■ Request:
Please retype all of the data below without any changes, leaving the pictures out of your copy.

■ Data to use:

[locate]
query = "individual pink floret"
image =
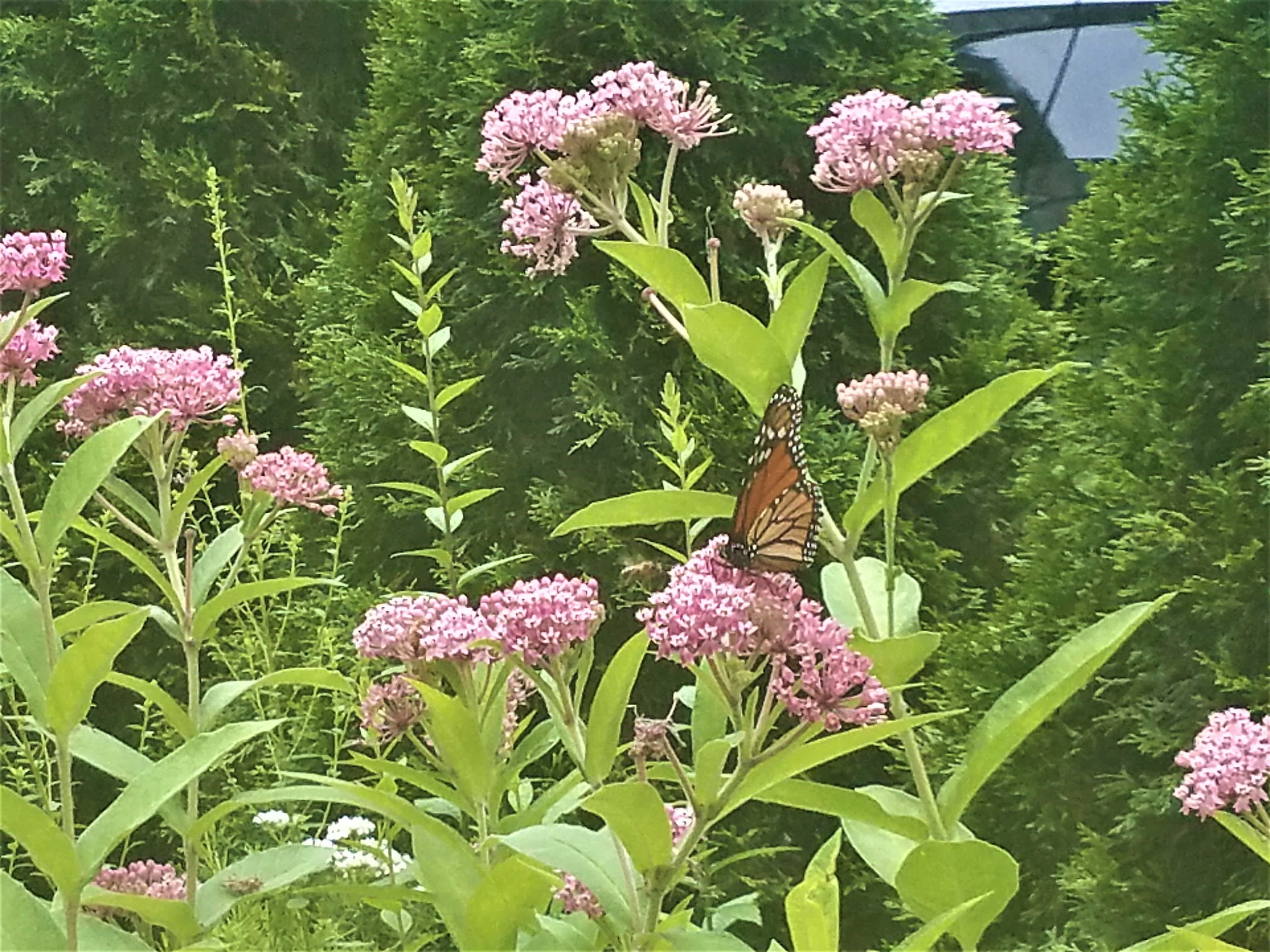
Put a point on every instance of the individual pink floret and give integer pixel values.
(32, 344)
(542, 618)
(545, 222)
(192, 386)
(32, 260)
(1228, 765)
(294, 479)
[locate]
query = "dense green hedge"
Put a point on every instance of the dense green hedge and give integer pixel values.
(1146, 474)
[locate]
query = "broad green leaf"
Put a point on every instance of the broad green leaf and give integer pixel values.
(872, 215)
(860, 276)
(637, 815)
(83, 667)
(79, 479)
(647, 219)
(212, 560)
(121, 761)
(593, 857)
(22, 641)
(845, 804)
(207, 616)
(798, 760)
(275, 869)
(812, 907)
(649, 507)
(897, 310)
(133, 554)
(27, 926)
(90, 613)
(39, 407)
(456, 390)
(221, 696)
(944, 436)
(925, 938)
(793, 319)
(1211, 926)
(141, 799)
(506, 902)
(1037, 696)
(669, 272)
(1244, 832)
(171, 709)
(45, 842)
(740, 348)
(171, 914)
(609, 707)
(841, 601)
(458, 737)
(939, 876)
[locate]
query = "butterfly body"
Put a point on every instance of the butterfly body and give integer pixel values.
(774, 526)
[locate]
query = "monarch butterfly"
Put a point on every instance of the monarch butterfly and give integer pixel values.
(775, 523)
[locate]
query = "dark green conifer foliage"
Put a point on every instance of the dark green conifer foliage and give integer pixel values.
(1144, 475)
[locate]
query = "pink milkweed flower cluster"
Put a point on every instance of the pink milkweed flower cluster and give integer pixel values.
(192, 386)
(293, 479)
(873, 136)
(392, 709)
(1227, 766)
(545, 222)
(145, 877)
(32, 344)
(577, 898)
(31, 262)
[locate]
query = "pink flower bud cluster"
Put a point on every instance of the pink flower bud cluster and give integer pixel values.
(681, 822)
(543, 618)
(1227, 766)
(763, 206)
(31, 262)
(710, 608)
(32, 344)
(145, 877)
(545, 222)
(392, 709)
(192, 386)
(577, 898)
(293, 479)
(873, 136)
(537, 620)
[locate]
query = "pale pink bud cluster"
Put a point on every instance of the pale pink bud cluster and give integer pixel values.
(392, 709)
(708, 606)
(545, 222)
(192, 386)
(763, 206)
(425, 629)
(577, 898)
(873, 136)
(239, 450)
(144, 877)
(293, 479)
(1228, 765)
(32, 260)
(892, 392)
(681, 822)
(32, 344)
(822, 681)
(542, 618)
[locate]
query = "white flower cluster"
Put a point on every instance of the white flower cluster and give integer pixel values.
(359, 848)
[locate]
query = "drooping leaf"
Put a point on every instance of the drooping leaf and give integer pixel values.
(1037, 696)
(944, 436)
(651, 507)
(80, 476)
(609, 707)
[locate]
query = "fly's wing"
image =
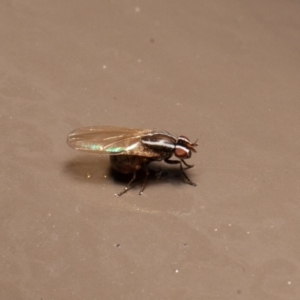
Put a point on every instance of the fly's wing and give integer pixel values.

■ Task result:
[locate]
query = "individual pink floret"
image =
Put a point on every instance of the individual pink floret and give integer pixel values.
(32, 344)
(542, 618)
(545, 222)
(192, 386)
(32, 260)
(1228, 765)
(294, 479)
[locate]
query = "dense green hedge"
Put a point on every instance of the dense green hedge and give integer pixel values.
(1146, 474)
[locate]
query = "broad green leaf"
Put a point on every instance of the broad green leaf and give integer pixel values.
(872, 215)
(860, 276)
(637, 815)
(83, 667)
(79, 479)
(647, 219)
(212, 560)
(121, 761)
(593, 857)
(22, 641)
(845, 804)
(207, 616)
(798, 760)
(275, 869)
(812, 907)
(649, 507)
(897, 310)
(133, 554)
(27, 926)
(90, 613)
(39, 407)
(456, 390)
(221, 696)
(944, 436)
(925, 938)
(793, 319)
(1211, 926)
(141, 799)
(506, 902)
(1037, 696)
(669, 272)
(1244, 832)
(171, 709)
(45, 842)
(740, 348)
(171, 914)
(609, 707)
(841, 601)
(458, 737)
(939, 876)
[locate]
query = "butterfly body"
Put a point on every instance of the butterfly body and give integer pixel values.
(774, 526)
[locate]
query = "monarch butterfly"
Put a point on every instance of the monarch butterfly and give integer pixel values.
(775, 523)
[locate]
query = "dark green conifer foliage"
Put a point on every instance of the dark green conifer foliage and give integer pixel values.
(1144, 475)
[locate]
query = "pink milkweed flower cluster"
Put a point on every instance of the pink milkweed flower cluster and give integer pixel values.
(192, 386)
(293, 479)
(873, 136)
(392, 709)
(1227, 766)
(545, 222)
(145, 877)
(32, 344)
(577, 898)
(31, 262)
[locate]
query = "pink flower bud cluster"
Put a point on every instance of the pink flower bud cluster and give integer pixel values.
(681, 822)
(543, 618)
(1227, 766)
(763, 206)
(31, 262)
(710, 608)
(32, 344)
(145, 877)
(545, 222)
(392, 709)
(192, 386)
(577, 898)
(293, 479)
(873, 136)
(537, 620)
[locate]
query = "pale pink bud cluster"
Put a point on every instance of the pale pink bud cluster and give integer pixel values.
(392, 709)
(708, 606)
(545, 222)
(192, 386)
(763, 206)
(425, 629)
(577, 898)
(873, 136)
(239, 450)
(144, 877)
(293, 479)
(1228, 765)
(32, 260)
(892, 392)
(681, 822)
(32, 344)
(822, 681)
(542, 618)
[locate]
query = "white flower cluster"
Put a point on every instance of the white flower cluster and give integer pixel values.
(359, 848)
[locate]
query = "drooping leaf"
Put a point on every instance of the drooping leaf and give integer pixel values.
(1037, 696)
(944, 436)
(651, 507)
(80, 476)
(609, 707)
[locate]
query = "fly's wing"
image =
Put a point on every instance of the fly's wing and give integer pixel values.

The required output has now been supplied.